Fragmento para leer —
━━━━━━

Cuando llega el momento en que en la familia ya son
todos mayores de edad, los viajes familiares se disfrutan de otra manera. Por
un lado, porque dejan de ser una obligatoriedad y por otro porque los miembros
dejan de tener jerarquía y se vuelven compañeros de aventuras.
En el 2012 fuimos con mis hermanos y mi mamá a
celebrar sus cincuenta años a Europa. Primero recorrimos Madrid y Barcelona y
después fuimos en tren hasta París unos días. De ahí otro tren hasta Venecia,
pasamos por Florencia y finalmente llegamos a nuestro último destino: Roma.
Entre los cuatro días de estadía que tuvimos en esa
ciudad, tocó el Día de la Madre, por lo que con mis hermanos decidimos
regalarle a la nuestra un día en la Isla de Capri.
Llegamos temprano a la estación de tren y nos fijamos
en las máquinas expendedoras de boletos (que para esa época para alguien del
tercer mundo era algo revolucionario) cuánto nos costaba viajar hasta allá. Teníamos
varias opciones, pero elegimos la más barata, total allá todos los trenes eran de
lujo. Me encantaría contarles acerca del tren y del trayecto, pero la verdad
que justo de ese no me acuerdo de nada. Luego de dos horas llegamos primero a
Nápoles, parada obligatoria para ir hasta la isla. La estación era grande y la
panorámica había cambiado. Se notaba una gran diferencia entre el norte y el
sur y cuando salimos a la calle, esa diferencia se intensificó aún más. La ropa
de la gente ya no era la misma, el ruido ambiental había aumentado
considerablemente y Constitución se había vuelto un poroto al lado de esas
calles llenas de cúmulos de basura, algunas con ratas coronando la pila.
Comenzamos a caminar por las mugrientas callecitas y nos fuimos encontrando con
caripelas que daban bastante miedo. Agarramos fuerte las mochilas, aunque creo
que fue más un reflejo argentino que otra cosa. Había muchas motos y cuando
digo muchas hablo de muchas en verdad. Porque no es normal que haya treinta
motos juntas trasladándose a la vez. Fuimos hasta el puerto para sacar el
pasaje hasta Capri. El trayecto duraba cuarenta minutos y salía doce y veinte
del mediodía. El último ferri de vuelta era a las seis y media de la tarde.

━━━━━━

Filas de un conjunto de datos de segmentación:
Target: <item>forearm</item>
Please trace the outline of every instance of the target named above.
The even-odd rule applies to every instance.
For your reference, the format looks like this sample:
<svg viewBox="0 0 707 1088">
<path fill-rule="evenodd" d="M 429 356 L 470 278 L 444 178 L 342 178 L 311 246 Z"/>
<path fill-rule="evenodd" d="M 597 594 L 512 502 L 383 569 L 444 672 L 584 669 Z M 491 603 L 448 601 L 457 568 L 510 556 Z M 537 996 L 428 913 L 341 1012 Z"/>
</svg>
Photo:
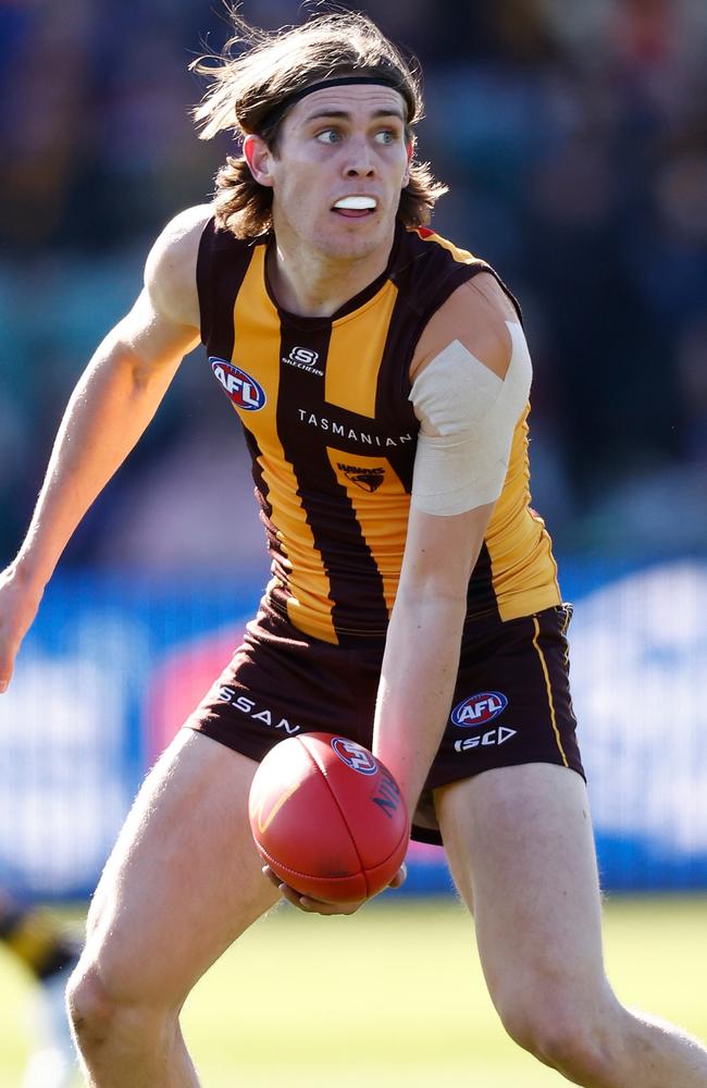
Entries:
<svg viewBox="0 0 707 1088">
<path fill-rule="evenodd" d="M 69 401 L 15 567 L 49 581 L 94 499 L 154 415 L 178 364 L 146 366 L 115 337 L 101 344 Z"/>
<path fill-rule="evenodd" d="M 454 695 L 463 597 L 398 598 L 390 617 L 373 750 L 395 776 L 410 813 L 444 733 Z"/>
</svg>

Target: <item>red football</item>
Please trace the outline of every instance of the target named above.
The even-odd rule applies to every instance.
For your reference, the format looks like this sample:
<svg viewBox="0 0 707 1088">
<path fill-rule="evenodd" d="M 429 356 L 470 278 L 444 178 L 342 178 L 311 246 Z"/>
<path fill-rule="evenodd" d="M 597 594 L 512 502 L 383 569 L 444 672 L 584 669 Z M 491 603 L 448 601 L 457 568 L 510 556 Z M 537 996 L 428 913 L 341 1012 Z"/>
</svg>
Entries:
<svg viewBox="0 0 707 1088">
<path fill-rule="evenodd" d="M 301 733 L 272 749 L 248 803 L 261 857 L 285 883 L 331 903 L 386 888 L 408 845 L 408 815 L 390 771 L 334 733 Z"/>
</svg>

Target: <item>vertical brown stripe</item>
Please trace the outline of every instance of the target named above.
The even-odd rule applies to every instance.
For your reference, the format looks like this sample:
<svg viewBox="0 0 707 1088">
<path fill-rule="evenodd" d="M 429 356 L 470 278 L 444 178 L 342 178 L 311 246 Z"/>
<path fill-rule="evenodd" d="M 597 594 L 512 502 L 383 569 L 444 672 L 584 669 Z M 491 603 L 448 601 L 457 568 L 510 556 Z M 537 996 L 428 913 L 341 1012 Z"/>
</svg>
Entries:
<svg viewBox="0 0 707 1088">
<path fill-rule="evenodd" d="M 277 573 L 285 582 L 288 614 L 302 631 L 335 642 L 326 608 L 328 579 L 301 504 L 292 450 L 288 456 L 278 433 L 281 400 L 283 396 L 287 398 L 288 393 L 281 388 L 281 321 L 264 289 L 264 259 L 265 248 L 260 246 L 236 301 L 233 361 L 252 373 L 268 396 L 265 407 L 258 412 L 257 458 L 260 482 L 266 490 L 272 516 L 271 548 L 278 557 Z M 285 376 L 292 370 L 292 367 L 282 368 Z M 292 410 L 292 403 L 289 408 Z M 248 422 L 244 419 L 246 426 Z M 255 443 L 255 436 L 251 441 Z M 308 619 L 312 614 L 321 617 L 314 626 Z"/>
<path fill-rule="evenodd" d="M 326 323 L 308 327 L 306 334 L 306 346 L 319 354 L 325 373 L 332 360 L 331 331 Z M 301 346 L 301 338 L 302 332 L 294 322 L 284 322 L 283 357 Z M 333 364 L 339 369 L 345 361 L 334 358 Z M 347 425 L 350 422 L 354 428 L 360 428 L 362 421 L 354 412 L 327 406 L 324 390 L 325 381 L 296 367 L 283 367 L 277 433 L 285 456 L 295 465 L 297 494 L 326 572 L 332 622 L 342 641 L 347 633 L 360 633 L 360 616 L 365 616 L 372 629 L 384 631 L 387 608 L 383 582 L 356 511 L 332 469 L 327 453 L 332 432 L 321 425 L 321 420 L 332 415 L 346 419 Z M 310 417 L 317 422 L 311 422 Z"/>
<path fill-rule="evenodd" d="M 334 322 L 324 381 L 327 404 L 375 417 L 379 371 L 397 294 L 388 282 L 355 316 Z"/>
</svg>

━━━━━━

Consignas —
1. Según el relato del viaje, ¿a qué hora era el último ferri de vuelta?
2. Resume el relato del viaje en dos oraciones.
3. Traduce al inglés esta oración del relato del viaje: «Había muchas motos y cuando digo muchas hablo de muchas en verdad.»
El listado no interviene en nada de esto.

Respuestas —
1. A las seis y media de la tarde.

2. En 2012, la familia recorrió Europa para celebrar los cincuenta años de la madre y, durante su estadía en Roma, los hermanos decidieron regalarle por el Día de la Madre un día en la Isla de Capri. Para llegar tomaron un tren hasta Nápoles, una ciudad ruidosa y con calles llenas de basura, y caminaron hasta el puerto para sacar el pasaje hasta Capri.

3. There were a lot of motorcycles, and when I say a lot, I really mean a lot.